* **TEXTE SOURCE**:
· · · · ·
Indésirables, en France comme ailleurs en Europe, les Roms, ballottés d’un bidonville à l’autre, font l’objet d’évacuations régulières. Ce qui permet de ficher progressivement l’ensemble de la communauté. A Lille, 70 personnes ont été expulsées de leur terrain mardi 29 juillet ; 55 autres ont été renvoyées de Saint-Etienne pour la Roumanie le 17 juillet. Et d’ici à la fin août, quelque 633 Roms seront évacués du plus grand camp de France situé à Saint-Ouen (Seine-Saint-Denis) sur un terrain où doivent être construits des logements sociaux.

Au Portugal, une juge qualifie les Tziganes de « perfides »

Le jugement a provoqué un tollé au Portugal. Dans une décision rendue par le tribunal de Felgueiras, révélée par l’agence Lusa mercredi 30 juillet, cinq Tziganes condamnés à des peines de prison ferme pour avoir agressé des gendarmes ont été qualifiés par le juge de « personnes mal vues socialement, marginales, perfides, totalement dépendantes de l’Etat qu’elles paient en désobéissant et en attentant à l’intégrité physique et morale de ses agents ». La juge a précisé que les conditions de logement des cinq hommes étaient « mauvaises, non en raison de l’espace physique en soi, mais en raison du style de vie et de leur ethnie (peu d’hygiène) ». Les Tziganes sont 50 000 au Portugal. « Nous en avons marre des discriminations », a réagi la Fédération des associations tziganes du pays.

Les Roms en Europe

La plus grande minorité d’Europe. Les Roms seraient 7 millions en Europe, originaires principalement de Roumanie et des Balkans. Leur nombre est difficile à établir du fait qu’il n’existe que très peu de statistiques ethniques. Le Conseil de l’Europe établit des données qui regroupent Roms et gens du voyage. La Roumanie compterait 1,8 million de Roms et la Bulgarie 650 000. En France, 400 000 personnes sont recensées comme « gens du voyage et roms ». Parmi elles les Roms sont très minoritaires.

Les destinations privilégiées des Roms hors de leur pays d’origine sont l’Italie, avec 200 000 Roms, et l’Espagne, avec 700 000 personnes. L’Italie devrait fournir début août à la Commission européenne un rapport sur le recensement en cours dans les camps de Milan, Rome et Naples.

Mercredi 30 juillet était le dernier jour offert aux Roms de Saint-Ouen pour postuler à projet de réinsertion. L’Etat et les collectivités locales vont créer sur la commune un « village d’insertion ». Si plus de 300 se sont portés candidats, pas plus d’une centaine d’entre eux pourront s’y installer. Les services sociaux expliquent qu’un village d’insertion ne peut accueillir plus d’une vingtaine de familles. Les autres devront partir. Le sous-préfet de l’arrondissement de Saint-Denis, Olivier Dubaut, prévient : « Nous ne tolérerons pas de camps sauvages. »
· · · · ·
* **ENREGISTREMENTS FOURNIS**:
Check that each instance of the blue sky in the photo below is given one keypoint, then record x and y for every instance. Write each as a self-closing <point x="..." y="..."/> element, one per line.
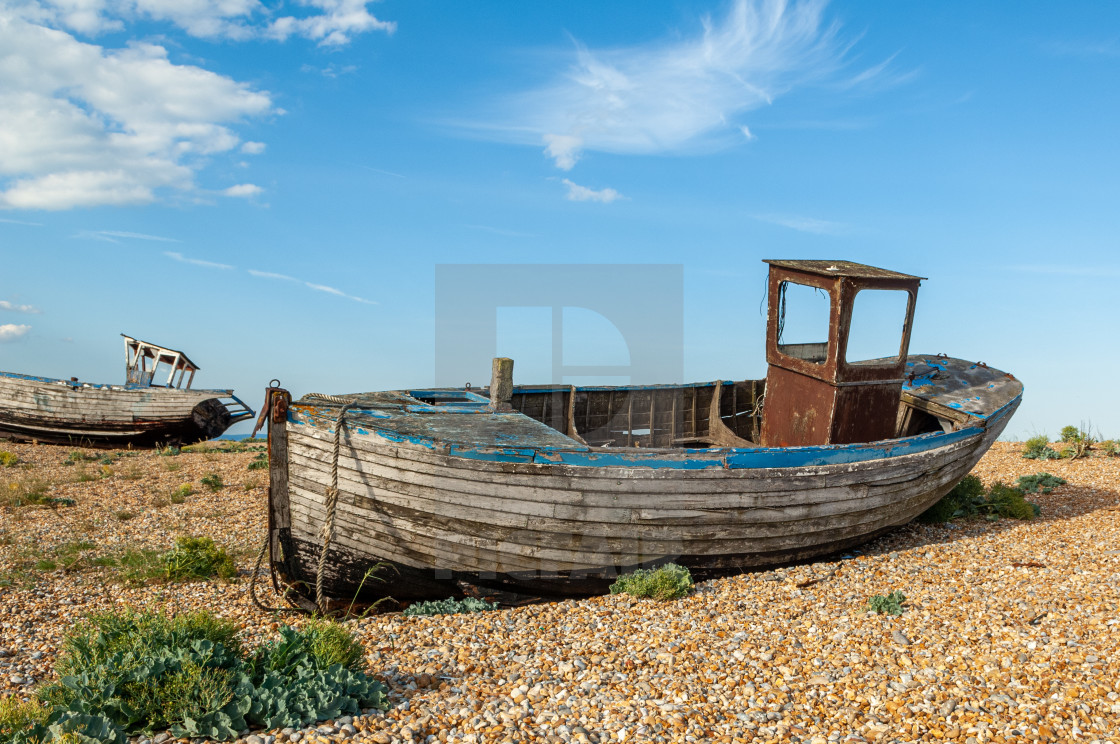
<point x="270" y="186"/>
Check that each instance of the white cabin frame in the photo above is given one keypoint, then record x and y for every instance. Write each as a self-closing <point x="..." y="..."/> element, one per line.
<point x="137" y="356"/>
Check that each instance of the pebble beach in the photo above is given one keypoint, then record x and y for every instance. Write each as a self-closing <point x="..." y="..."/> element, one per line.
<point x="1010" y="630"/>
· · · · ·
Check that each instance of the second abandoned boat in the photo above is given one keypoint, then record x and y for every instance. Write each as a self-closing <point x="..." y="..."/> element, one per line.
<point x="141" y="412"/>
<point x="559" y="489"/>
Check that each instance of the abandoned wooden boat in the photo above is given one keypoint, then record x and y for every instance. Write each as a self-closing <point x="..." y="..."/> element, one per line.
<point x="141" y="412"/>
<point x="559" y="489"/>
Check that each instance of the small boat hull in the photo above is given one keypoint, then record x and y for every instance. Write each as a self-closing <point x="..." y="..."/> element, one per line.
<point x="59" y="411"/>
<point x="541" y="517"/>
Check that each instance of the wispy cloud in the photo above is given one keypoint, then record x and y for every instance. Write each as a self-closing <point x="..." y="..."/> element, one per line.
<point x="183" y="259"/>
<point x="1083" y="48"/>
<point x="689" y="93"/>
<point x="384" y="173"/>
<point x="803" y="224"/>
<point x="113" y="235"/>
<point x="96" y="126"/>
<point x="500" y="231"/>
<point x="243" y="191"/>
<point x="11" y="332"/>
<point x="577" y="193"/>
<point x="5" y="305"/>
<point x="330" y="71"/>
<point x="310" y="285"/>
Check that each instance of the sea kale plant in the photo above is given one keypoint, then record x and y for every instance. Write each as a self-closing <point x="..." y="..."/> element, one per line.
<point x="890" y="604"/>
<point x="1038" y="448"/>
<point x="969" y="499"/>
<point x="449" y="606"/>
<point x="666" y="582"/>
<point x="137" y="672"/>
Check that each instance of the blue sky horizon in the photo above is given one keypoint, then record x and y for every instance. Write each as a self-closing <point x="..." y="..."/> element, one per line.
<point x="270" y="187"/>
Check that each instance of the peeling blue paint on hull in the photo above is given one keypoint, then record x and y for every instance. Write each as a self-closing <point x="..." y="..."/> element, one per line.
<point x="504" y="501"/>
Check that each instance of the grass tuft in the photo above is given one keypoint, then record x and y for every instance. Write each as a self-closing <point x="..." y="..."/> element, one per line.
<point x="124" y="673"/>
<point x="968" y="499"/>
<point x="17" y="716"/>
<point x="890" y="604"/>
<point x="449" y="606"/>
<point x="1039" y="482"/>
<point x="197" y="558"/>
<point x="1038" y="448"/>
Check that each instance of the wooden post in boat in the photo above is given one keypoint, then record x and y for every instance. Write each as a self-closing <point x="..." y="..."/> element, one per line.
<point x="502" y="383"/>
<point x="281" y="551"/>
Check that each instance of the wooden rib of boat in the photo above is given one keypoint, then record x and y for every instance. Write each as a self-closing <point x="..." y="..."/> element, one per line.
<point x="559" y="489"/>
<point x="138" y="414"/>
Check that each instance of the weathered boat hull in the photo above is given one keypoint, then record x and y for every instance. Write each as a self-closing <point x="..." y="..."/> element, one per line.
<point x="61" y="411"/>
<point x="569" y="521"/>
· · · · ·
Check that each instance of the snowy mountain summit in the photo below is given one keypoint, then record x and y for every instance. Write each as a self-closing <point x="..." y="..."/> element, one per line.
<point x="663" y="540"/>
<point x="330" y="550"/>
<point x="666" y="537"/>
· · · · ·
* **TRAVAIL À FAIRE**:
- 1) Recopiez fidèlement le passage du texte sur les Roms qui va de « La plus grande » à « Rome et Naples. ».
- 2) Rédigez la suite du texte sur les Roms en Europe, en reprenant juste après sa dernière phrase.

* **CORRIGÉ PAR CONSIGNE**:
- 1)
La plus grande minorité d’Europe. Les Roms seraient 7 millions en Europe, originaires principalement de Roumanie et des Balkans. Leur nombre est difficile à établir du fait qu’il n’existe que très peu de statistiques ethniques. Le Conseil de l’Europe établit des données qui regroupent Roms et gens du voyage. La Roumanie compterait 1,8 million de Roms et la Bulgarie 650 000. En France, 400 000 personnes sont recensées comme « gens du voyage et roms ». Parmi elles les Roms sont très minoritaires.

Les destinations privilégiées des Roms hors de leur pays d’origine sont l’Italie, avec 200 000 Roms, et l’Espagne, avec 700 000 personnes. L’Italie devrait fournir début août à la Commission européenne un rapport sur le recensement en cours dans les camps de Milan, Rome et Naples.

- 2)
Dans des projets similaires, seules 21 familles ont été sélectionnées à Saint-Denis, et 18 à Aubervilliers. « La volonté politique manque. Seul un soutien financier européen permettrait de réaliser des projets de plus grande ampleur » estime Marie-Louise Mouket, responsable de Pact Arim 93. Cette association d’insertion par le logement a été chargée par la mairie de Saint-Ouen d’effectuer une enquête sociale. Elle permettra au préfet de juger, sur des critères laissés à sa discrétion, les familles qui ont « la volonté de s’intégrer dans la société française », sur le plan professionnel, scolaire et linguistique. « Ceux qui ne répondent pas aux critères relèveront d’une obligation à quitter le territoire français », assure M. Dubaut.

Au final, 400 Roms de Saint-Ouen sont menacés d’expulsion, et 94 se sont inscrits auprès des services de l’immigration (Anaem) pour repartir volontairement en Roumanie. Selon le ministère de l’immigration, le montant de l’aide au retour est maintenu à 300 euros par adulte. Mais à Saint-Etienne et à Saint-Ouen, les Roms affirment qu’on ne leur a promis que 150 euros.

PRÉLÈVEMENT DE SALIVE

Quoi qu’il en soit, la plupart ne veulent pas partir en Roumanie. « On veut rester en France. Après la fermeture du camp, on ira ailleurs, on ne veut pas retourner en Roumanie, jamais. Ce qu’on veut ? Avoir le droit de travailler, ici », lance Sorin Boti, 34 ans, carreleur, vivant au camp de Saint-Ouen. Repartis volontairement ou non, rien n’empêche ceux qui le souhaitent de reprendre un car pour la France.

Depuis qu’ils sont entrés dans l’Union européenne le 1er janvier 2007, Roumains et Bulgares demeurent soumis à des dispositions particulières en matière de travail. Mais ils sont des citoyens européens à part entière, bénéficiant de la liberté de circulation, comme l’a rappelé le Conseil d’Etat le 19 mai. Comme les autres européens, ils doivent au-delà de trois mois de séjour, « soit disposer d’un emploi, soit posséder des moyens suffisants de subsistance », selon la circulaire du 22 décembre 2006, spécialement publiée par le ministère de l’intérieur, à la veille de leur entrée dans l’Union. Faute de remplir ces conditions de séjour, Roumains et Bulgares sont susceptibles d’être expulsés. Sur les 23 186 étrangers expulsés en 2007, 2 271 Roumains et 810 Bulgares ont été renvoyés dans leur pays, de gré ou de force.

Les milieux associatifs dénoncent régulièrement l’absurdité de ces expulsions, car les Roms reviennent en France. Sur les 55 personnes parties de Saint-Etienne le 17 juillet, deux sont déjà revenues en deux semaines, affirme Georges Gunther, responsable du Réseau de Solidarité avec les Roms. Sur cette agglomération, la communauté rom reste stable depuis cinq ans, avec 250 à 300 personnes.

Pour éviter qu’ils ne reviennent en France et ne bénéficient plusieurs fois de l’aide au retour humanitaire, la loi du 20 novembre 2007 prévoit un fichage biométrique des bénéficiaires d’une aide au retour. Le décret d’application est encore en cours de préparation.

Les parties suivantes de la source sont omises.